## Problem details
Copy the following lines word for word.
— start Listed records —
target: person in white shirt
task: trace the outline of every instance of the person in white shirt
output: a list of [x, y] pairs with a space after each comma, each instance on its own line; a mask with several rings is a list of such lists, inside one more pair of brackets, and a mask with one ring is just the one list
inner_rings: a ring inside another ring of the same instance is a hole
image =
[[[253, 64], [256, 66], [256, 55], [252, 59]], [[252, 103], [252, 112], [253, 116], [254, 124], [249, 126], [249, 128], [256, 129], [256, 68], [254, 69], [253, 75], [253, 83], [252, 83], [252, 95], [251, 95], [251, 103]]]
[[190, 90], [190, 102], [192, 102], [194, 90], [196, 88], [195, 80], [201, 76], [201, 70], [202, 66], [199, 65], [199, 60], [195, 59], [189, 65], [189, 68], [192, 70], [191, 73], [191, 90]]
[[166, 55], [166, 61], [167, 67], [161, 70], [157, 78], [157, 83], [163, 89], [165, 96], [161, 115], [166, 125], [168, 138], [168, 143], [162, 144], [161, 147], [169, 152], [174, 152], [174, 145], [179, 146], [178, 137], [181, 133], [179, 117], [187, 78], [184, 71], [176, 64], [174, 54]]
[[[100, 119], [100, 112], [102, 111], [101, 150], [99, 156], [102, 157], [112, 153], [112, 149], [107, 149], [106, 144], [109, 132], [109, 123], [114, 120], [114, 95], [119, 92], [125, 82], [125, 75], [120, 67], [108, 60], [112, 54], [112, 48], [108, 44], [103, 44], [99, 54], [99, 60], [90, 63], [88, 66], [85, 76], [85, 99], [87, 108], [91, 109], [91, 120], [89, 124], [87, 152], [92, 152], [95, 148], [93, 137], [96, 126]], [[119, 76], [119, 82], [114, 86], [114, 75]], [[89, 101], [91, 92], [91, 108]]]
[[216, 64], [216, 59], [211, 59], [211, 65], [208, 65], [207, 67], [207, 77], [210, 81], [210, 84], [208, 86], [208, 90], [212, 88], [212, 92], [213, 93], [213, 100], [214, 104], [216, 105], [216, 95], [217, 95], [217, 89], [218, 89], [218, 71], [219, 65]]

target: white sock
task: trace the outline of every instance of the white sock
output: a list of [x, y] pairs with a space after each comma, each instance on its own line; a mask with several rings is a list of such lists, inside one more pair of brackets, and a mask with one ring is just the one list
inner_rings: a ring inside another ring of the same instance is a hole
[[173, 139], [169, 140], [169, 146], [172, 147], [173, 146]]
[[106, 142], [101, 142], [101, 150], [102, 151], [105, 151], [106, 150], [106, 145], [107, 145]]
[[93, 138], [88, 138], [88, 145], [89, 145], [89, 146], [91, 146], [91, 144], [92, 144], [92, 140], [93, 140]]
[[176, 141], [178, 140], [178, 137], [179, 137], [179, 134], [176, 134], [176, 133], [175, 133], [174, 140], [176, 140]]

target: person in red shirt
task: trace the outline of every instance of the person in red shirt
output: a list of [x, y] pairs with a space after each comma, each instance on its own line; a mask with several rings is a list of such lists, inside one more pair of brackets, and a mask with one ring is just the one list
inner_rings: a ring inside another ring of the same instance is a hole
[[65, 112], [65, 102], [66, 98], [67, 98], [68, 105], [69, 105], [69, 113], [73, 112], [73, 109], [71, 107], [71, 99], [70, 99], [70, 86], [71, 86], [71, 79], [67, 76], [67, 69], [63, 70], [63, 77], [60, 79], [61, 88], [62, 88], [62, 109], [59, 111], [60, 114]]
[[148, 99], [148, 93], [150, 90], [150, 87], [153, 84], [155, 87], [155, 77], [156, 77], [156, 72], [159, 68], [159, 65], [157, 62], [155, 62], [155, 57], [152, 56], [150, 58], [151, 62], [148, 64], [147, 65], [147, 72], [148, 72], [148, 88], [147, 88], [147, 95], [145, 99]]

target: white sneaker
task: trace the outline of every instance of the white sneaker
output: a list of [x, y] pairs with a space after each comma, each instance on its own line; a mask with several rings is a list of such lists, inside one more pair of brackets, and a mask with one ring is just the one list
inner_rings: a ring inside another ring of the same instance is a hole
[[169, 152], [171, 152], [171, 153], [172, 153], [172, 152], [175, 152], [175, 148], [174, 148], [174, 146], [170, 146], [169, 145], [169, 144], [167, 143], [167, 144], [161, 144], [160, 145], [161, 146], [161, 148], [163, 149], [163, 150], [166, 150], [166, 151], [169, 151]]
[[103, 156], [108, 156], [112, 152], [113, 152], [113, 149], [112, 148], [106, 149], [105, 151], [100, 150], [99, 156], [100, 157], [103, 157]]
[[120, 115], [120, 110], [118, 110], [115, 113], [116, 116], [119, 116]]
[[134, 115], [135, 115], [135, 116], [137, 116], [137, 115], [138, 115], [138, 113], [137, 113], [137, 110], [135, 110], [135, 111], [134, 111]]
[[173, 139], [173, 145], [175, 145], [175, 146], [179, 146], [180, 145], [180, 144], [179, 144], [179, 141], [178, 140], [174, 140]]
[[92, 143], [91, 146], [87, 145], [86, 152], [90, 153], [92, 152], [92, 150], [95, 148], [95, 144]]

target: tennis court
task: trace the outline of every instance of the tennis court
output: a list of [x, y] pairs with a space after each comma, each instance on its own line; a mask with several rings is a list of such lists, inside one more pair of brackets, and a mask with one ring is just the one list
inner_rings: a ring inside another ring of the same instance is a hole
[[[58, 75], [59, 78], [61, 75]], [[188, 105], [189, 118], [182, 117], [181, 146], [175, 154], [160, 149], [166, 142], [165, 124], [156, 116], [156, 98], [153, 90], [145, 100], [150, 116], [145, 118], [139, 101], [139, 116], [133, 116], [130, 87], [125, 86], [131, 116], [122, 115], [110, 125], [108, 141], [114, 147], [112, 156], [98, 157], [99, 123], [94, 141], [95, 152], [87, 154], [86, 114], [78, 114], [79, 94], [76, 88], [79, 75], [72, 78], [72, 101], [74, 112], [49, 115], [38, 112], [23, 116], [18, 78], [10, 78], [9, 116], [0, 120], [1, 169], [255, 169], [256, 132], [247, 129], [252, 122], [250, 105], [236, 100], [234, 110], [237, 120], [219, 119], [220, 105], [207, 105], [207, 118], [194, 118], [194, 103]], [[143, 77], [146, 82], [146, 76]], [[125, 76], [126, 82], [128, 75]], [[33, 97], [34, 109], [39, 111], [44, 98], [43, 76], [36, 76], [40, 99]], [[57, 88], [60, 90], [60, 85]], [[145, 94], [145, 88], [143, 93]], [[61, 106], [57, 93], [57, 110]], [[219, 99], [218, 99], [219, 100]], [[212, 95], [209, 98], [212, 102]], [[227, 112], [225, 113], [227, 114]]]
— end Listed records —
## Full response
target: person in white shirt
task: trace the outline of every instance of the person in white shirt
output: a list of [x, y] pairs with a space after each comma, each instance on its own line; a mask with several rings is a list of such lists, inside one more pair of brackets, and a mask with one ring is just the one list
inner_rings: a ring inside another ring of the same instance is a hole
image =
[[[253, 64], [256, 66], [256, 55], [252, 59]], [[252, 103], [252, 112], [253, 116], [254, 124], [249, 126], [249, 128], [256, 129], [256, 68], [254, 69], [253, 75], [253, 83], [252, 83], [252, 95], [251, 95], [251, 103]]]
[[190, 90], [190, 102], [192, 102], [194, 90], [196, 88], [195, 80], [201, 76], [201, 70], [202, 66], [199, 65], [199, 60], [195, 59], [189, 65], [189, 68], [192, 70], [191, 73], [191, 90]]
[[166, 55], [166, 61], [167, 67], [161, 70], [157, 78], [157, 83], [163, 89], [165, 96], [161, 115], [166, 125], [168, 138], [168, 143], [162, 144], [161, 147], [169, 152], [174, 152], [174, 145], [179, 146], [178, 137], [181, 133], [179, 117], [187, 78], [184, 71], [176, 64], [174, 54]]
[[[100, 119], [100, 112], [102, 111], [101, 150], [99, 156], [102, 157], [112, 153], [112, 149], [107, 149], [106, 144], [109, 132], [109, 123], [114, 120], [114, 95], [119, 92], [125, 82], [125, 75], [120, 67], [108, 60], [112, 54], [112, 48], [108, 44], [103, 44], [99, 54], [99, 60], [90, 63], [88, 66], [85, 76], [85, 99], [87, 108], [91, 109], [91, 120], [89, 124], [87, 152], [92, 152], [95, 148], [93, 137], [96, 126]], [[119, 76], [119, 82], [114, 86], [114, 75]], [[89, 101], [91, 92], [91, 108]]]
[[216, 64], [216, 59], [211, 59], [211, 65], [208, 65], [207, 67], [207, 77], [210, 81], [210, 84], [208, 86], [208, 90], [212, 88], [212, 92], [213, 93], [213, 100], [214, 104], [216, 105], [216, 95], [217, 95], [217, 89], [218, 89], [218, 71], [219, 65]]

target: white sock
task: trace the outline of every instance of the white sock
output: a list of [x, y] pairs with a space after each comma, each instance on its own line; a mask with several rings is a list of such lists, inside one more pair of brackets, and a mask with one ring is just the one list
inner_rings: a ring inside another ring of the same instance is a hole
[[173, 139], [169, 140], [169, 146], [172, 147], [173, 146]]
[[106, 142], [101, 142], [101, 150], [102, 151], [105, 151], [106, 150], [106, 145], [107, 145]]
[[93, 138], [88, 138], [88, 145], [89, 145], [89, 146], [91, 146], [91, 144], [92, 144], [92, 140], [93, 140]]
[[176, 141], [178, 140], [178, 137], [179, 137], [179, 134], [176, 134], [176, 133], [175, 133], [174, 140], [176, 140]]

target: person in red shirt
task: trace the outline of every instance of the person in red shirt
output: a list of [x, y] pairs with a space after each comma, each instance on its own line; a mask with several rings is a list of such lists, inside one more pair of brackets, and a mask with one ring is just the one list
inner_rings: a ring inside another ring of the same instance is a hole
[[65, 112], [65, 102], [66, 98], [67, 98], [68, 105], [69, 105], [69, 113], [73, 112], [73, 109], [71, 107], [71, 99], [70, 99], [70, 86], [71, 86], [71, 79], [67, 76], [67, 69], [63, 70], [63, 77], [60, 79], [61, 88], [62, 88], [62, 109], [59, 111], [60, 114]]
[[148, 99], [148, 93], [150, 90], [150, 87], [153, 84], [155, 87], [155, 77], [156, 77], [156, 72], [159, 68], [159, 65], [157, 62], [155, 62], [155, 57], [152, 56], [150, 58], [151, 62], [148, 64], [147, 65], [147, 72], [148, 72], [148, 88], [147, 88], [147, 95], [145, 99]]

target: white sneaker
task: trace the outline of every instance of the white sneaker
output: a list of [x, y] pairs with a space after each comma, each instance on its own line; a mask with several rings is a list of such lists, inside one more pair of brackets, and a mask with one ring is just the one list
inner_rings: a ring inside another ring of the same instance is a hole
[[169, 152], [171, 152], [171, 153], [172, 153], [172, 152], [175, 152], [175, 148], [174, 148], [174, 146], [170, 146], [169, 145], [169, 144], [167, 143], [167, 144], [161, 144], [160, 145], [161, 146], [161, 148], [163, 149], [163, 150], [166, 150], [166, 151], [169, 151]]
[[103, 156], [108, 156], [112, 152], [113, 152], [113, 149], [112, 148], [106, 149], [105, 151], [100, 150], [99, 156], [100, 157], [103, 157]]
[[120, 115], [120, 110], [118, 110], [115, 113], [116, 116], [119, 116]]
[[134, 115], [135, 115], [135, 116], [137, 116], [137, 115], [138, 115], [138, 113], [137, 113], [137, 110], [135, 110], [135, 111], [134, 111]]
[[173, 139], [173, 145], [175, 145], [175, 146], [179, 146], [180, 145], [180, 144], [179, 144], [179, 141], [178, 140], [174, 140]]
[[92, 143], [91, 146], [87, 145], [86, 152], [90, 153], [92, 152], [92, 150], [95, 148], [95, 144]]

target: tennis court
task: trace the outline of every instance of the tennis court
output: a list of [x, y] pairs with a space after each comma, each instance on its own line; a mask with several rings is a list of such lists, inside one more pair of brackets, and a mask with one ring is just the one list
inner_rings: a ring inside another ring of the same instance is a hole
[[[58, 75], [59, 78], [61, 75]], [[188, 105], [189, 118], [182, 117], [181, 146], [175, 154], [160, 149], [166, 142], [165, 124], [156, 116], [156, 98], [153, 90], [145, 100], [150, 116], [145, 118], [139, 101], [139, 116], [133, 116], [130, 87], [125, 86], [131, 116], [122, 115], [110, 125], [108, 141], [114, 147], [112, 156], [98, 157], [99, 123], [94, 141], [95, 152], [87, 154], [86, 114], [78, 114], [79, 94], [76, 88], [79, 75], [72, 78], [72, 101], [74, 112], [49, 115], [38, 112], [23, 116], [18, 78], [10, 78], [9, 116], [0, 120], [1, 169], [255, 169], [256, 132], [247, 129], [252, 122], [250, 105], [236, 100], [234, 110], [237, 120], [219, 119], [220, 105], [207, 105], [207, 118], [194, 118], [194, 103]], [[143, 77], [146, 82], [146, 76]], [[125, 76], [126, 82], [128, 75]], [[33, 97], [34, 109], [39, 111], [44, 98], [43, 76], [36, 76], [40, 99]], [[57, 88], [60, 90], [60, 85]], [[145, 94], [145, 88], [143, 93]], [[61, 106], [57, 93], [57, 110]], [[219, 99], [218, 99], [219, 100]], [[212, 95], [209, 98], [212, 102]], [[227, 112], [225, 113], [227, 114]]]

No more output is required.